== Recorded information ==

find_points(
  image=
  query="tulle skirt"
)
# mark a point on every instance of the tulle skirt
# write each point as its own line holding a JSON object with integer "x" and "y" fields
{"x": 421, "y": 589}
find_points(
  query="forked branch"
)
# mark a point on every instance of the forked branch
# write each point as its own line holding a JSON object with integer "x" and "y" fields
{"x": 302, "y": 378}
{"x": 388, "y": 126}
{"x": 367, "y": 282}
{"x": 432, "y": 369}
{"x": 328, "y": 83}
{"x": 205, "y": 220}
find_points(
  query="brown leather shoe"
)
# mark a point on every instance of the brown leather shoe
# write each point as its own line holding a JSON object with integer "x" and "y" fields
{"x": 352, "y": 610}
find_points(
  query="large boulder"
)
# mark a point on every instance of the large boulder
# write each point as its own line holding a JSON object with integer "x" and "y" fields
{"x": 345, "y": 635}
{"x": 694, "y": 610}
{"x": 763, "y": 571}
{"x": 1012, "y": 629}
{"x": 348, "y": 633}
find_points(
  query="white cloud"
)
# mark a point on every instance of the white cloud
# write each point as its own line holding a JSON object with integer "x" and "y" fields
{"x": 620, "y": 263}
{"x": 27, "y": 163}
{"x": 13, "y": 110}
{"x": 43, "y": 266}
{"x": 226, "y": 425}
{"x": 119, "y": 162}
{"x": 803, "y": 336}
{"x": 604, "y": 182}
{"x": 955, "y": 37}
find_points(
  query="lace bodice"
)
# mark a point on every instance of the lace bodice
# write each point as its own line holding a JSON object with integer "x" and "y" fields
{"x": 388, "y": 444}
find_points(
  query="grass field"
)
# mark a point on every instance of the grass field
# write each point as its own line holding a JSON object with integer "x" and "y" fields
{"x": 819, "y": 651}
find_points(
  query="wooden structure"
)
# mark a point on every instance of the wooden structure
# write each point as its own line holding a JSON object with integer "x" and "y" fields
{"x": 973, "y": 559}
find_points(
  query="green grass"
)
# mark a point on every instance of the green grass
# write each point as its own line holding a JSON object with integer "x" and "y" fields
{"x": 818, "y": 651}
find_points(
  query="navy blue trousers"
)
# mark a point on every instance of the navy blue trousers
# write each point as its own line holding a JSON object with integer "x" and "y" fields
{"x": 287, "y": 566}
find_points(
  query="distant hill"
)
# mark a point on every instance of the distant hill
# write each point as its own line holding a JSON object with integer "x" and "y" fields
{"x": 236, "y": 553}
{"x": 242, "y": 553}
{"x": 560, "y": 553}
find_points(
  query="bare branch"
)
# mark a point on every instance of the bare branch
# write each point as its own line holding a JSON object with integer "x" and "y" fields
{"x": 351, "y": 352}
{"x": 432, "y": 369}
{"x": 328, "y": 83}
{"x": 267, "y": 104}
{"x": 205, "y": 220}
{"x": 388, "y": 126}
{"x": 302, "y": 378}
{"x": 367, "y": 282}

===

Pull out each line of the entries above that contains the word "blue", and copy those lines in full.

• [Expected output]
  query="navy blue trousers"
# mark a point on every instance of the navy blue trousers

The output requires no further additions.